EXTRACT -
▼▼▼

Once the two deer wandered away from the campsite I cleaned my gear, switched out my socks, packed up, and started over to Barnhardt Trail. My heel was not doing great. The four miles this morning from Horse Camp Seep had broken open whatever healing occurred over the night and it was twice as bloody as before. While I don't like cutting hikes short and like backtracking even more, I was very glad I wasn't at Club Cabin right now. It would have been a very long hike back to the van from there and I just didn't have enough band-aids on me to keep my foot in one piece.
The view down from the trail junction was pretty grim. Hills and hills of manzanitas, no obvious way forward or trail cut or shade in sight. At least the trail seemed wide enough, mostly. As I started down there were a few brushy arms that reached out to poke into my legs, painful prods and scratching attempting to break the skin, yet it was nothing like the section of the Divide Trail between Chilson and Horse Camp I hacked through earlier. A few downfalls, a few ambitious plants, and a steady downhill grade that I cruised down quickly.
Around ten I bumped into my first group since those two thru-hikers from last night. A large group of twenty-somethings were heading up the trail quickly, decked out with climbing gear and ropes. I asked one where they were going and was very jealous of their answer: they were heading down into Barnhardt Canyon. So they must be taking this trail up and the rugged, water-filled canyon back down. That's pretty awesome. I've seen pictures of the canyon and it looks magnificent, though it is the type of adventure you need rope and plenty of skills to navigate.
Shortly after meeting that group the trail swung wide to north around a prominent ridge and an epic view opened up ahead. I was still at 6000' and the parking lot was a mile away (as the bird flies), a fairly dramatic difference that I've only experienced on the steepness of Flatiron. And the view beyond the parking lot was ridiculous. Far away to the east, barely in the horizon, was the long straight line of Mogollon Rim, and everywhere in between was rolling hills that started with desert scrub and transitioned to green pines as they rose up. There just has to be some good hiking between here and Payson in that greenery, land that hadn't been burned like the Mazatzals, even if that land probably may not have that much water to support adventuring.
The trail swung back to the south, wrapping around the ridge, and began to drop into a deep gorge. I dropped with it for a short distance before plopping down for a break. I wasn't necessarily tired, though the exposure so far today had been wearing on me. I wanted to drink more water. Yesterday I had consumed a total of eight liters throughout the day and I planned to get through another five today. Historically I've tried to limit my water intake on desert hikes, only drinking between two and four liters throughout an entire day, in order to avoid hypokalemia (sweating out all the salt/potassium and only drinking water to replace). This trip I was trying to supplement with some electrolytes added to my water, dosing every couple of liters with the extra stuff. I wanted to push water, never allowing myself to go thirsty, and see if the electrolytes held off the cramps.
After finishing another liter I pressed on, following the trail south over a narrow knife and down a steepening slope. A nice surprise on the way - I entered shade created by the high rock walls around the trail. I didn't expect shade today, not with all of the short little manzanitas. The other surprise was a small waterfall emptying out of a narrow crack in the rock wall. The pool at the bottom was almost big enough to sit in and splash around, though it was so close to the trail that it'd be likely that another hiker would stumble upon fairly regularly. I filled up some water from the blue-green pool, drink some more, and then continued along the trail as it hugged the rock wall.

▲▲▲

DATA LINES -
▼▼▼

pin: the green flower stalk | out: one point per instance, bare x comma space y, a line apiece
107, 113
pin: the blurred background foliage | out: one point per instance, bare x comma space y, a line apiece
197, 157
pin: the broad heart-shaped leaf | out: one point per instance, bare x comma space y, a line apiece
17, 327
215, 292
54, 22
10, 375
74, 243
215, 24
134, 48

▲▲▲
▼▼▼

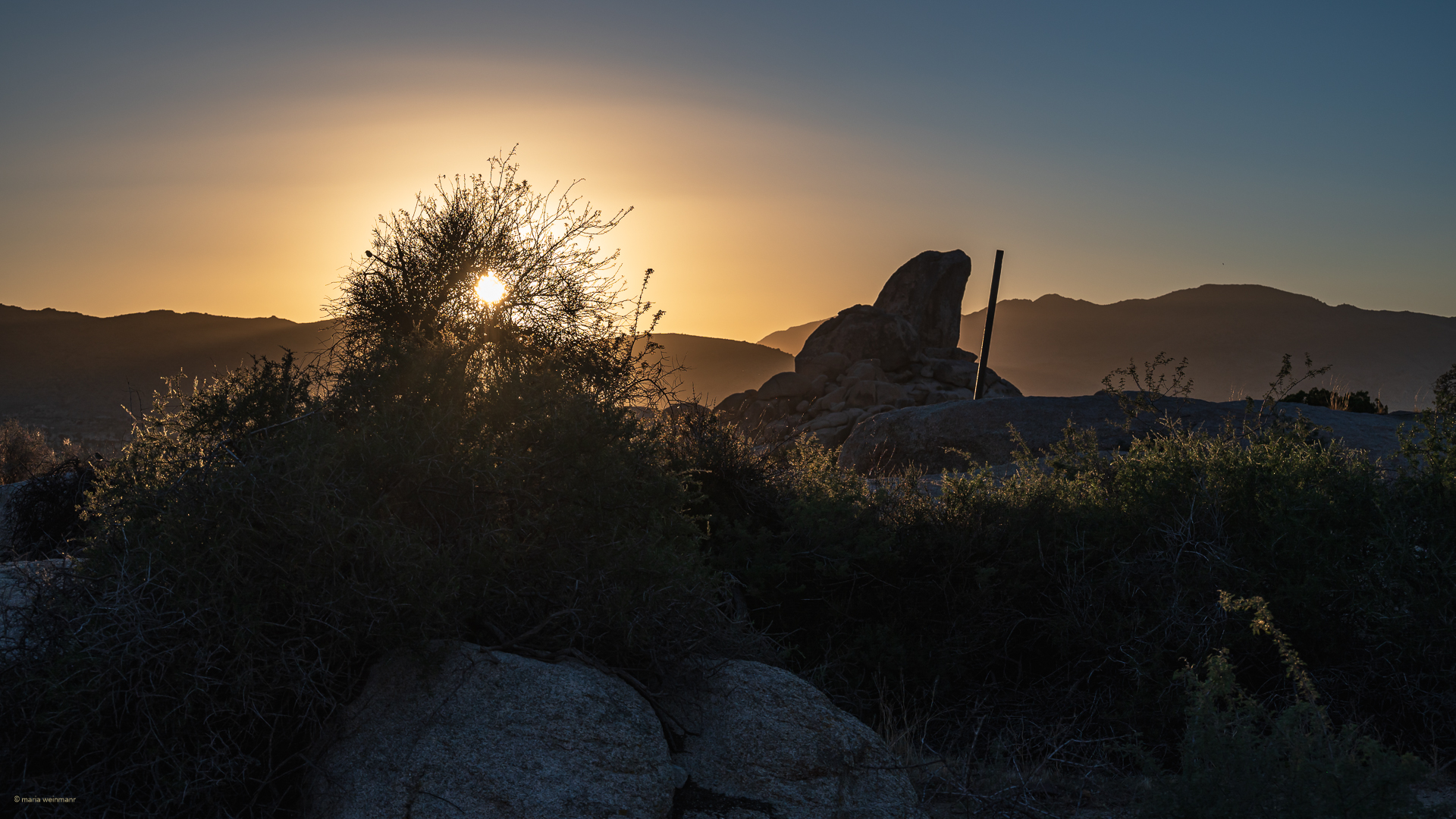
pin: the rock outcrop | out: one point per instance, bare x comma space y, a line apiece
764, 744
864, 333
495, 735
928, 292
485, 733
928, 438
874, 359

▲▲▲

WHAT TO WORK ON -
[a] Summarize the hiking account in two sentences.
[b] Count the lines in the records that contain the string "blurred", with case significant. Reply with the number alone.
The records have no connection to the hiking text.

SOLUTION SET -
[a] After leaving camp with a badly bleeding heel, the hiker descended Barnhardt Trail through manzanitas, met a large group with climbing gear bound for Barnhardt Canyon, and came to a view stretching to the Mogollon Rim. At a break the hiker drank more water with added electrolytes to see whether they held off cramps, then entered a shaded stretch with a small waterfall and pool, refilled water there, and continued along the rock wall.

[b] 1